◆ **Exercise directions**
Return all the data exactly, keeping the pictures out.

◆ **Dataset content**
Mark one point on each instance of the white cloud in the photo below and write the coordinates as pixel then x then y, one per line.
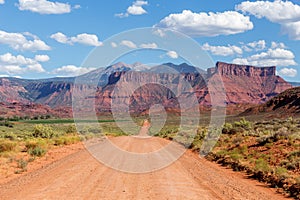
pixel 280 45
pixel 207 24
pixel 222 50
pixel 113 44
pixel 77 6
pixel 149 46
pixel 84 38
pixel 135 9
pixel 11 64
pixel 128 43
pixel 71 70
pixel 44 6
pixel 172 54
pixel 292 29
pixel 289 72
pixel 19 41
pixel 257 45
pixel 286 13
pixel 159 32
pixel 87 39
pixel 277 11
pixel 272 57
pixel 42 58
pixel 60 37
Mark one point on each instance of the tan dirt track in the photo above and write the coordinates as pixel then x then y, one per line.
pixel 80 176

◆ **Response to the exercise**
Mark one point on each instance of the white cloud in the photo below and write the coordinates as pixel then x then y, one per line.
pixel 280 45
pixel 207 24
pixel 222 50
pixel 113 44
pixel 77 6
pixel 149 46
pixel 84 38
pixel 135 9
pixel 11 64
pixel 128 43
pixel 71 70
pixel 44 6
pixel 172 54
pixel 292 29
pixel 289 72
pixel 19 41
pixel 257 45
pixel 286 13
pixel 159 32
pixel 87 39
pixel 277 11
pixel 272 57
pixel 42 58
pixel 60 37
Mark one point on each instance of the tan dirt track in the photo above and write the coordinates as pixel then x then y, one per line.
pixel 80 176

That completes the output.